Objective: State how many lines of the items below contain the string "dark". Give only the number.

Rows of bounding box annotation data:
········
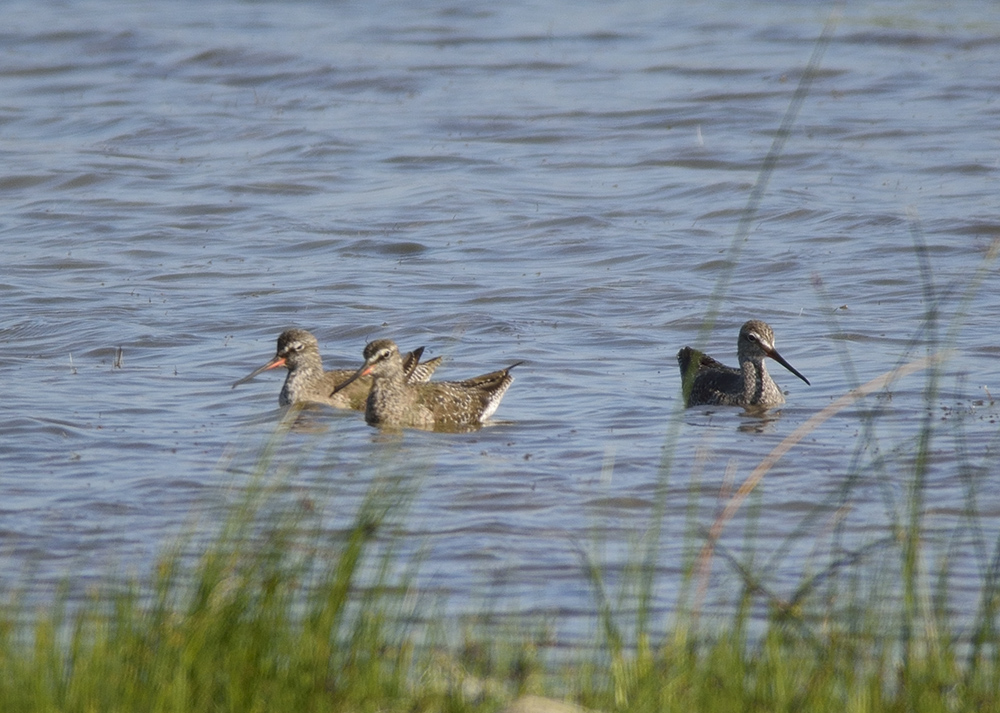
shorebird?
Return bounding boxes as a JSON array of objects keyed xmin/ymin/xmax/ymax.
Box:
[
  {"xmin": 233, "ymin": 329, "xmax": 441, "ymax": 411},
  {"xmin": 677, "ymin": 319, "xmax": 809, "ymax": 410},
  {"xmin": 332, "ymin": 339, "xmax": 523, "ymax": 431}
]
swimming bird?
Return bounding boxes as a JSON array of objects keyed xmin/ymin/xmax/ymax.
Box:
[
  {"xmin": 677, "ymin": 319, "xmax": 809, "ymax": 410},
  {"xmin": 233, "ymin": 329, "xmax": 441, "ymax": 411},
  {"xmin": 333, "ymin": 339, "xmax": 523, "ymax": 431}
]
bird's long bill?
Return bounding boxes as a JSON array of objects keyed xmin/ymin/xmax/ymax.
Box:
[
  {"xmin": 233, "ymin": 357, "xmax": 285, "ymax": 389},
  {"xmin": 767, "ymin": 349, "xmax": 812, "ymax": 386},
  {"xmin": 330, "ymin": 362, "xmax": 371, "ymax": 396}
]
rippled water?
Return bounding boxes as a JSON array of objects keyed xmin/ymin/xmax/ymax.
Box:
[{"xmin": 0, "ymin": 0, "xmax": 1000, "ymax": 636}]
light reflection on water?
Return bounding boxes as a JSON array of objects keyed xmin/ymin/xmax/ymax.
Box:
[{"xmin": 0, "ymin": 0, "xmax": 1000, "ymax": 636}]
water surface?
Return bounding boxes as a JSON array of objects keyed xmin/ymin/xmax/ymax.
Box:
[{"xmin": 0, "ymin": 0, "xmax": 1000, "ymax": 636}]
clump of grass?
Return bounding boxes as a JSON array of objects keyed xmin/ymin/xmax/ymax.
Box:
[{"xmin": 0, "ymin": 422, "xmax": 500, "ymax": 713}]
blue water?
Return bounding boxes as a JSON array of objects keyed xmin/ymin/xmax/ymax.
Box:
[{"xmin": 0, "ymin": 0, "xmax": 1000, "ymax": 628}]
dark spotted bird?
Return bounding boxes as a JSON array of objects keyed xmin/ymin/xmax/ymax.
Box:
[
  {"xmin": 233, "ymin": 329, "xmax": 441, "ymax": 411},
  {"xmin": 677, "ymin": 319, "xmax": 809, "ymax": 410},
  {"xmin": 333, "ymin": 339, "xmax": 522, "ymax": 430}
]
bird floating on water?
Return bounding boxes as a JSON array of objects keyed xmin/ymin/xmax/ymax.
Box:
[
  {"xmin": 233, "ymin": 329, "xmax": 441, "ymax": 411},
  {"xmin": 677, "ymin": 319, "xmax": 809, "ymax": 410},
  {"xmin": 331, "ymin": 339, "xmax": 523, "ymax": 431}
]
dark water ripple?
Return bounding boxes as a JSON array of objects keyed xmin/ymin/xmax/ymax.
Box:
[{"xmin": 0, "ymin": 0, "xmax": 1000, "ymax": 630}]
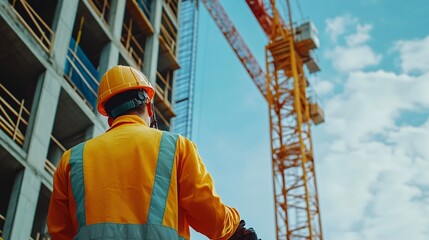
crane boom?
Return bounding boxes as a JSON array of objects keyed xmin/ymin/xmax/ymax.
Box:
[
  {"xmin": 203, "ymin": 0, "xmax": 324, "ymax": 240},
  {"xmin": 203, "ymin": 0, "xmax": 267, "ymax": 98}
]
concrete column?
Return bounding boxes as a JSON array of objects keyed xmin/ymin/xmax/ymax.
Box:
[
  {"xmin": 5, "ymin": 71, "xmax": 61, "ymax": 239},
  {"xmin": 92, "ymin": 0, "xmax": 126, "ymax": 134},
  {"xmin": 143, "ymin": 1, "xmax": 162, "ymax": 86},
  {"xmin": 3, "ymin": 168, "xmax": 41, "ymax": 239},
  {"xmin": 51, "ymin": 0, "xmax": 79, "ymax": 74},
  {"xmin": 26, "ymin": 70, "xmax": 61, "ymax": 172},
  {"xmin": 100, "ymin": 0, "xmax": 126, "ymax": 75}
]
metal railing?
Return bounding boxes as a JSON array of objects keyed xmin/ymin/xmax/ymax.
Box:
[
  {"xmin": 0, "ymin": 83, "xmax": 30, "ymax": 146},
  {"xmin": 10, "ymin": 0, "xmax": 55, "ymax": 53},
  {"xmin": 88, "ymin": 0, "xmax": 110, "ymax": 26},
  {"xmin": 121, "ymin": 19, "xmax": 144, "ymax": 68}
]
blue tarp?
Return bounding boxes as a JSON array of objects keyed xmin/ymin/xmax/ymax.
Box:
[{"xmin": 64, "ymin": 38, "xmax": 99, "ymax": 108}]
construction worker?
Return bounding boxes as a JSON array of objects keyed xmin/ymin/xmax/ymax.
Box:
[{"xmin": 48, "ymin": 66, "xmax": 257, "ymax": 240}]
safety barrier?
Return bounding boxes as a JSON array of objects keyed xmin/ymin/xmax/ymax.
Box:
[
  {"xmin": 88, "ymin": 0, "xmax": 110, "ymax": 26},
  {"xmin": 64, "ymin": 38, "xmax": 99, "ymax": 109},
  {"xmin": 10, "ymin": 0, "xmax": 55, "ymax": 53},
  {"xmin": 121, "ymin": 18, "xmax": 144, "ymax": 68},
  {"xmin": 0, "ymin": 83, "xmax": 30, "ymax": 146},
  {"xmin": 159, "ymin": 14, "xmax": 177, "ymax": 56}
]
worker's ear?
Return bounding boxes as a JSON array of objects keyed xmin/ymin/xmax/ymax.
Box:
[
  {"xmin": 146, "ymin": 102, "xmax": 153, "ymax": 117},
  {"xmin": 107, "ymin": 116, "xmax": 114, "ymax": 127}
]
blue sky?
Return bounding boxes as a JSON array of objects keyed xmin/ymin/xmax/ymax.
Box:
[{"xmin": 189, "ymin": 0, "xmax": 429, "ymax": 240}]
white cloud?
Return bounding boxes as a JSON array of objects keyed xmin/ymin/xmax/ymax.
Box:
[
  {"xmin": 314, "ymin": 80, "xmax": 335, "ymax": 96},
  {"xmin": 345, "ymin": 24, "xmax": 372, "ymax": 47},
  {"xmin": 318, "ymin": 30, "xmax": 429, "ymax": 240},
  {"xmin": 326, "ymin": 15, "xmax": 357, "ymax": 42},
  {"xmin": 395, "ymin": 35, "xmax": 429, "ymax": 73},
  {"xmin": 325, "ymin": 45, "xmax": 381, "ymax": 72}
]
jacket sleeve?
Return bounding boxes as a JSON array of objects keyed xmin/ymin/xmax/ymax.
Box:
[
  {"xmin": 178, "ymin": 137, "xmax": 240, "ymax": 239},
  {"xmin": 47, "ymin": 151, "xmax": 75, "ymax": 240}
]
········
The completed task: 2